Artigo:
A discussão em torno de limitar ou proibir o uso de celulares nas escolas vem se fortalecendo no Brasil. Determinações de algumas redes de ensino, como a da cidade do Rio de Janeiro, no começo deste mês de fevereiro, buscam afastar estudantes da educação básica do dispositivo durante as aulas, exceto se houver autorização dos professores para um uso pedagógico, em sala de aula. No mesmo período, o governo do Estado de São Paulo decidiu bloquear o acesso a aplicativos de redes sociais e de plataformas de streaming nos ambientes administrativos e pedagógicos de suas unidades de ensino.

Esse movimento reflete algumas realidades que vilanizam o uso dos celulares e, sobretudo, o acesso que este dá às plataformas digitais e às redes sociais. Esses dispositivos têm sido usados sem equilíbrio e desordenadamente na sociedade. Nós, adultos, sentimos que o celular é cada vez mais imprescindível às atividades cotidianas e, assim, criamos uma relação de dependência tóxica com o aparelho. Também os mais novos mostram-se adictos aos dispositivos digitais, sentindo grande necessidade de estarem permanentemente conectados. 

Por isso, hoje muito se fala da dificuldade dos jovens em socializar presencialmente. Ainda que na presença de pessoas queridas, é comum que estes se rendam às interações virtuais e aos conteúdos digitais. Esse cenário representa um desafio para a educação. É preciso disciplinar o uso do dispositivo, no lar e na escola, no sentido de torná-lo um aliado das trocas humanas e não um limitador de contato interpessoal. 

No entanto, sabemos que a lógica que rege as relações no mundo digital é a do consumo. O filósofo sul-coreano Byung-Chul Han, em seu último ensaio publicado no Brasil, intitulado “A crise da narração” (Editora Vozes, 2023), lembra-nos que as condições impostas pelas plataformas digitais à expressão, como a instantaneidade e brevidade dos conteúdos, nos torna hiperestimulados e, consequentemente, indisponíveis a trocas mais complexas e profundas.

Tarefa: Reescreva o artigo sobre celulares nas escolas, tudo desde "Por isso, hoje" até "complexas e profundas.", trocando "dispositivo" por "celular". As linhas que vêm depois deste artigo formam um material à parte.

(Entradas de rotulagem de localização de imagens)

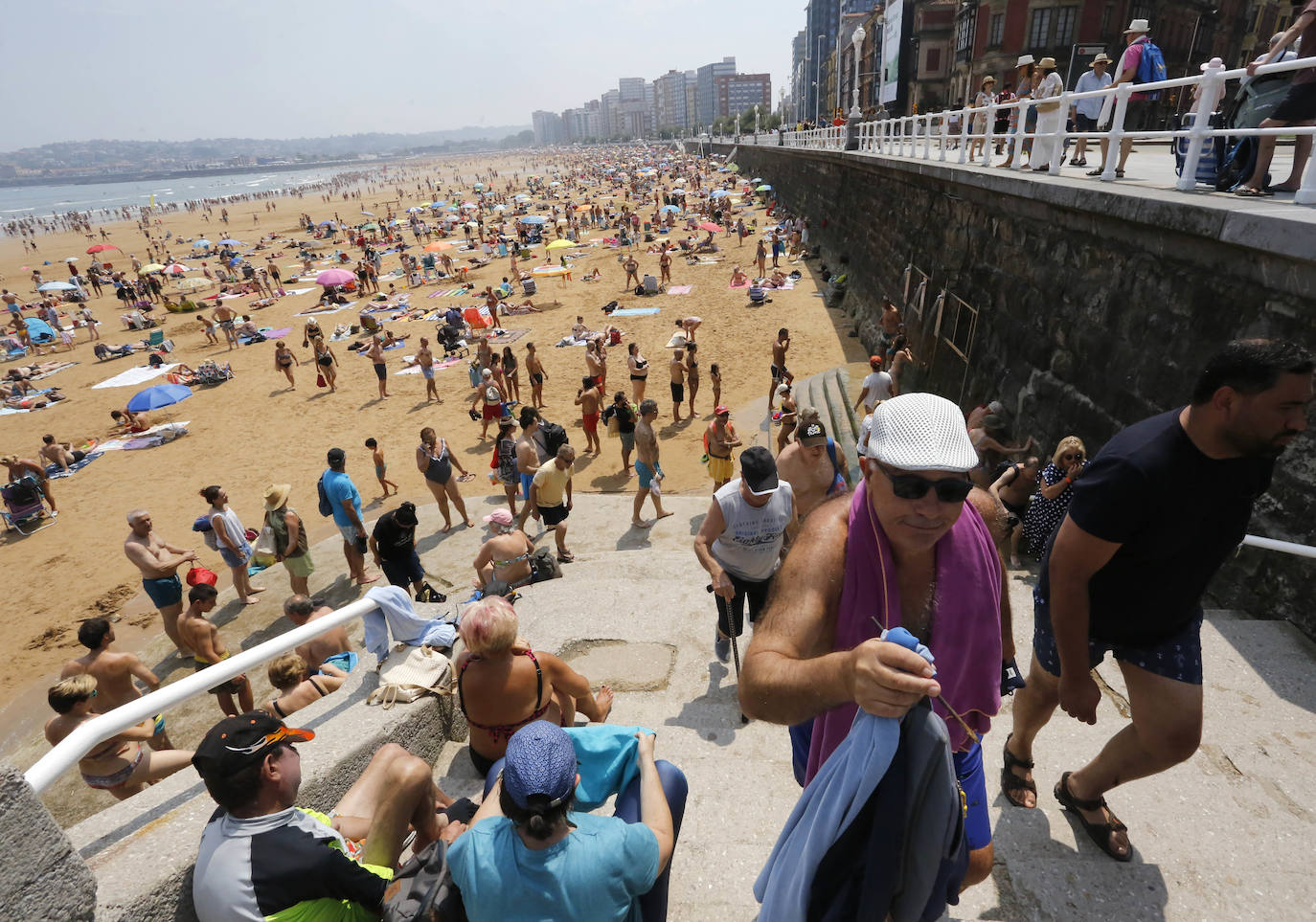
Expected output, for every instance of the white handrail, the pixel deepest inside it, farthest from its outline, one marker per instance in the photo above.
(900, 136)
(77, 745)
(1282, 546)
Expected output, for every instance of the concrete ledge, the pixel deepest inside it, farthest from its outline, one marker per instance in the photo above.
(143, 850)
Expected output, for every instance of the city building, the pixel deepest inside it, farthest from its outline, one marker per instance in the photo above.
(739, 92)
(706, 95)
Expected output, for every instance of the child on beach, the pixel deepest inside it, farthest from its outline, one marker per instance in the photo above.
(380, 465)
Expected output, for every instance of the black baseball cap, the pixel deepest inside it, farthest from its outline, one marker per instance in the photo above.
(238, 742)
(759, 470)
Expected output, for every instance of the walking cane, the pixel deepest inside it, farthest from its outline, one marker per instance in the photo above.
(735, 654)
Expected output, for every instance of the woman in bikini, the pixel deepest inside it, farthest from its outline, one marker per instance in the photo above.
(502, 685)
(534, 369)
(436, 461)
(639, 372)
(327, 362)
(122, 764)
(291, 676)
(284, 361)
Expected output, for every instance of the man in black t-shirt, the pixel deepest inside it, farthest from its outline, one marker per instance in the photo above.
(394, 548)
(1154, 516)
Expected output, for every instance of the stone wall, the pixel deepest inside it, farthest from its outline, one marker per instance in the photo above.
(1097, 305)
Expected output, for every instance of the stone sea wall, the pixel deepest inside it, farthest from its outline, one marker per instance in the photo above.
(1082, 306)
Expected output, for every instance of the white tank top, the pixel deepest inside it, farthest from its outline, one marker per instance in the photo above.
(750, 546)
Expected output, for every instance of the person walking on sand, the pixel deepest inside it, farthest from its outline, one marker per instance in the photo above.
(376, 356)
(425, 362)
(284, 362)
(588, 398)
(647, 471)
(158, 562)
(228, 537)
(204, 638)
(534, 369)
(345, 500)
(436, 461)
(380, 465)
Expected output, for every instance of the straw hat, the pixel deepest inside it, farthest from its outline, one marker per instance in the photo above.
(277, 495)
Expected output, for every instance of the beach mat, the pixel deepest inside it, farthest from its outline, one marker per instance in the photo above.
(134, 376)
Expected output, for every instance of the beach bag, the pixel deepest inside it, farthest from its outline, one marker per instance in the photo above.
(422, 889)
(425, 671)
(326, 507)
(201, 576)
(1150, 67)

Solução do exercício:
Por isso, hoje muito se fala da dificuldade dos jovens em socializar presencialmente. Ainda que na presença de pessoas queridas, é comum que estes se rendam às interações virtuais e aos conteúdos digitais. Esse cenário representa um desafio para a educação. É preciso disciplinar o uso do celular, no lar e na escola, no sentido de torná-lo um aliado das trocas humanas e não um limitador de contato interpessoal. 

No entanto, sabemos que a lógica que rege as relações no mundo digital é a do consumo. O filósofo sul-coreano Byung-Chul Han, em seu último ensaio publicado no Brasil, intitulado “A crise da narração” (Editora Vozes, 2023), lembra-nos que as condições impostas pelas plataformas digitais à expressão, como a instantaneidade e brevidade dos conteúdos, nos torna hiperestimulados e, consequentemente, indisponíveis a trocas mais complexas e profundas.